- Your goal
Transcribe every record verbatim.

- Extracted entries

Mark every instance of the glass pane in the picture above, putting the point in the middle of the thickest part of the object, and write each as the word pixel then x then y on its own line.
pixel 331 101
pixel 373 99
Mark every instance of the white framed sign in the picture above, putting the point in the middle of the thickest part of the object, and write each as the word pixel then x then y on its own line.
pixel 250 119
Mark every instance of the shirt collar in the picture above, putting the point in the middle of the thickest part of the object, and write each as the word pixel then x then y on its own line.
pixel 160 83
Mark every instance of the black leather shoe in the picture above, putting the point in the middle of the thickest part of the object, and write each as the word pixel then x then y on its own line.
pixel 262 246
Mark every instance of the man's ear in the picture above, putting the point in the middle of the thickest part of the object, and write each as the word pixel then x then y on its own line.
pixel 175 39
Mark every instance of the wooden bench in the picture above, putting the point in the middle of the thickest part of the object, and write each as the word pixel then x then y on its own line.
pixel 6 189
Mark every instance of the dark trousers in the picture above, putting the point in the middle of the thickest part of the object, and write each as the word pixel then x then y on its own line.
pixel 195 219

- Answer for the task
Mark every instance of the glass pane in the picture above, putting the point in the middle of the thickest part of the object, and write each as the word pixel then x then y on its own line.
pixel 331 101
pixel 373 99
Mark every instance of the white framed sign in the picture above, putting the point in the middle of the thickest part of the object, and write each as the word pixel then x then y on its own line.
pixel 250 119
Mark every instance of the shirt collar in the picture above, putting the point in the middle of the thickest part of the object, and write each as the word pixel then x then y on its own line.
pixel 160 83
Mark every instance of the black leather shoe in the picture above, putting the point in the middle of the thickest part of the object, and write each as the word pixel then x then y on its own line.
pixel 262 246
Mark every instance of the man's ear in the picture above, putting the point in the middle of the thickest part of the object, and write each as the word pixel then x then y on its own line.
pixel 175 39
Mark every instance of the wooden bench in the picture above, putting the point in the middle of the thickest part of the object, and write each as the word pixel then x then y on its own line.
pixel 6 189
Mark every instance of the dark trousers in the picture above, putting the point in the middle of the thickest part of the object, and write each as the word pixel then x then y on its own line.
pixel 195 219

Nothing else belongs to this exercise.